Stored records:

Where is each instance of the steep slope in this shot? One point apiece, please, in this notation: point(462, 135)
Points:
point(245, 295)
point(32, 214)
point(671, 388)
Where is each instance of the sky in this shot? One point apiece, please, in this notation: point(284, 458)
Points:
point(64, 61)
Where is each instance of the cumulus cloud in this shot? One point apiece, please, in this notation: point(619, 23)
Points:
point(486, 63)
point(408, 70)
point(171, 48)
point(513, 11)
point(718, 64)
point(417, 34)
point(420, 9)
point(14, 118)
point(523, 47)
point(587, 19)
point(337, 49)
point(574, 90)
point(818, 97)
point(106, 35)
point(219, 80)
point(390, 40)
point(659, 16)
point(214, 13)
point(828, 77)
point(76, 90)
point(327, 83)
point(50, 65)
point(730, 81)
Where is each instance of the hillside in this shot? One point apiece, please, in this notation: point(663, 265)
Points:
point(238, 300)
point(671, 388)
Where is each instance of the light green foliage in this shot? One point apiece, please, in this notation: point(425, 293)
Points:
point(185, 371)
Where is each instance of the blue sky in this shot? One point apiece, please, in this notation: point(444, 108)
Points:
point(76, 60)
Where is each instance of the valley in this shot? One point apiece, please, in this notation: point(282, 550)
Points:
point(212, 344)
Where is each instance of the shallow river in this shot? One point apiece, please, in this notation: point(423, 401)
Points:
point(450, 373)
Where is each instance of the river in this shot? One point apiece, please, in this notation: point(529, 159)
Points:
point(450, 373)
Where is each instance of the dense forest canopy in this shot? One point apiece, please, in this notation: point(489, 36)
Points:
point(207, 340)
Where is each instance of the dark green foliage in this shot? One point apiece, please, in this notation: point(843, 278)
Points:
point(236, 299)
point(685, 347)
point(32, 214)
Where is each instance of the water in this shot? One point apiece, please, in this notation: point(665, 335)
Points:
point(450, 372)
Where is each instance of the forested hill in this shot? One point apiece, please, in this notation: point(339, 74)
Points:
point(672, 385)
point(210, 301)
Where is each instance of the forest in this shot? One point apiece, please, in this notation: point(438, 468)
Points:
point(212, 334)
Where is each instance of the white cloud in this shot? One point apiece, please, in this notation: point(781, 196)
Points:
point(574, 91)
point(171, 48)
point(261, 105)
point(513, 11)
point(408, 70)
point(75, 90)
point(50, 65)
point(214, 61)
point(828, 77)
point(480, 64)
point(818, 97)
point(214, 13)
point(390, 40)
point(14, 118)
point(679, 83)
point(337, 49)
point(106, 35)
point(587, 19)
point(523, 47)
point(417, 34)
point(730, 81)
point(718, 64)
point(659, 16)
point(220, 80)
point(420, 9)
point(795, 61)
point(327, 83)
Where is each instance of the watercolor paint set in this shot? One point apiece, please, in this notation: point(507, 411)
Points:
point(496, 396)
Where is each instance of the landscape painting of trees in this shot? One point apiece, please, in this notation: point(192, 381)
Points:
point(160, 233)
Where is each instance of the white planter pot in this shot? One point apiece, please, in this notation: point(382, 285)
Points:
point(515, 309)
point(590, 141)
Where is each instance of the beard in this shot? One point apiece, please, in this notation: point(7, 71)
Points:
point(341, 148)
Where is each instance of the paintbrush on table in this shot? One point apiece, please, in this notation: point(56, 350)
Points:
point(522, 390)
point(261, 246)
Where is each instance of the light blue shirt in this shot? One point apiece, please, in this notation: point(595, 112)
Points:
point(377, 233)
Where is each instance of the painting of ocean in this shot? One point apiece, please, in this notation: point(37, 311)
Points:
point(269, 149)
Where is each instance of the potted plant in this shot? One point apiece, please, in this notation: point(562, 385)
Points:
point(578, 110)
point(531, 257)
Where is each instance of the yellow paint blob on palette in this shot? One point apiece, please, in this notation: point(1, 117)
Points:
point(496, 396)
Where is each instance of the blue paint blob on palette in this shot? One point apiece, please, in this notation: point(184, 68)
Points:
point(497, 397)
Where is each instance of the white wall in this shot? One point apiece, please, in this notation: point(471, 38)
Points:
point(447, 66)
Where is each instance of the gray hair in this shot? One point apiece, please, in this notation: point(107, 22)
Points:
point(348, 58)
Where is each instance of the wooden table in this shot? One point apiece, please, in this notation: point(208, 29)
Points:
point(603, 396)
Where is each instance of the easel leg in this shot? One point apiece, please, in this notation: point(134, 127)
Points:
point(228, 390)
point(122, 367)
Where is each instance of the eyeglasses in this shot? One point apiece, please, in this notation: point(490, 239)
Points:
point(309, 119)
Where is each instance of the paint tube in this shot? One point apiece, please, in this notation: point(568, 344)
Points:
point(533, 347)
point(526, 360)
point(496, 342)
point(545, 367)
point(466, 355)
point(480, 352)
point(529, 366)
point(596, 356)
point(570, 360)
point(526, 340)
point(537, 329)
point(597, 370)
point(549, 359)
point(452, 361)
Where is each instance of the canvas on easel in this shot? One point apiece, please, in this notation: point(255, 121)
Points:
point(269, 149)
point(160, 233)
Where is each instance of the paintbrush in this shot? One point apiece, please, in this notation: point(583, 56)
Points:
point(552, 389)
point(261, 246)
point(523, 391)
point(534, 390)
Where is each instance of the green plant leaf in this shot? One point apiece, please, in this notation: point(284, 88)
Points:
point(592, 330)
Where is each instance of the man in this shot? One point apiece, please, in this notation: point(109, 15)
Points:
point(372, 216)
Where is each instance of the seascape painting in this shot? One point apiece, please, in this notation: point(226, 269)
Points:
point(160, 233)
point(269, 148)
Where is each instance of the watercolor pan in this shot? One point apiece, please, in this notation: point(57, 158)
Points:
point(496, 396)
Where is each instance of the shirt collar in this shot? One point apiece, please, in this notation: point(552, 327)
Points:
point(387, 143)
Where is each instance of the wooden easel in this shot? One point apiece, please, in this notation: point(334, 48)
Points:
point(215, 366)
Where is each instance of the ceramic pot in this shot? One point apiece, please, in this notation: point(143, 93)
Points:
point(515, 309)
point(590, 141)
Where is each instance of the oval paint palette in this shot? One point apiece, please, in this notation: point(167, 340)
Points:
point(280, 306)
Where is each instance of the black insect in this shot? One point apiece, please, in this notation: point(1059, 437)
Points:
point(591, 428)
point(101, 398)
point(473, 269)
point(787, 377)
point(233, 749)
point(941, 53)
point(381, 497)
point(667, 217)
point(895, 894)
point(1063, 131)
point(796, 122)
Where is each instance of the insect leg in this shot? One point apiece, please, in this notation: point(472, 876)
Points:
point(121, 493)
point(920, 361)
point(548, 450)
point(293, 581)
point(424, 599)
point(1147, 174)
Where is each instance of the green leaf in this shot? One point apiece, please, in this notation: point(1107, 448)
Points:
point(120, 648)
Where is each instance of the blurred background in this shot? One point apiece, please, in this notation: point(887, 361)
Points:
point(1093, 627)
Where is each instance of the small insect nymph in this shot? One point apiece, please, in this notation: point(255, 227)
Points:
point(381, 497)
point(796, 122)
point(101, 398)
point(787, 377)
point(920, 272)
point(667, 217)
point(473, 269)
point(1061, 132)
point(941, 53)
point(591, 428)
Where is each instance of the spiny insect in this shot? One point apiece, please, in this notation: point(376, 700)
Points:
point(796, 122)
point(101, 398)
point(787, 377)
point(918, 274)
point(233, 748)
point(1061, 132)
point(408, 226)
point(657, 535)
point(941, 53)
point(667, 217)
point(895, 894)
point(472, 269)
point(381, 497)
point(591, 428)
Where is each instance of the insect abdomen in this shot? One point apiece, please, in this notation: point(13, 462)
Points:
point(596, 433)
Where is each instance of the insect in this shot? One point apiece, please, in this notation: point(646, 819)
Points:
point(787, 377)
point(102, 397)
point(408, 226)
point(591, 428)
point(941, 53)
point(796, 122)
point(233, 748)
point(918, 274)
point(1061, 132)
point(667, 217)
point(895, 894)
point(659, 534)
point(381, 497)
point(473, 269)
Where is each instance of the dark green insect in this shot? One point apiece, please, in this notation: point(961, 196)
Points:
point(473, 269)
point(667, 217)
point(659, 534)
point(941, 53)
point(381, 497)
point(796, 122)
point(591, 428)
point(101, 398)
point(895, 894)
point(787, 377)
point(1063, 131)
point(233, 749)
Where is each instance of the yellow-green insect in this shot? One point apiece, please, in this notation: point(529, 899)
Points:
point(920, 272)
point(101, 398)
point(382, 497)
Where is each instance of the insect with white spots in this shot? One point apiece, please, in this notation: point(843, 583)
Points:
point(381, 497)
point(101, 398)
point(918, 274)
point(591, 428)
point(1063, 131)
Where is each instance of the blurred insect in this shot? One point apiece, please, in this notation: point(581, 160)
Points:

*PROBLEM DESCRIPTION*
Copy whichever lines above contain the string "river".

*ANSWER TO THIS PROBLEM*
Where is each instance of the shallow river in this shot? One point apiece, please, in this notation: point(423, 401)
Where is each instance of the river in this shot? One point apiece, please, in this notation: point(529, 159)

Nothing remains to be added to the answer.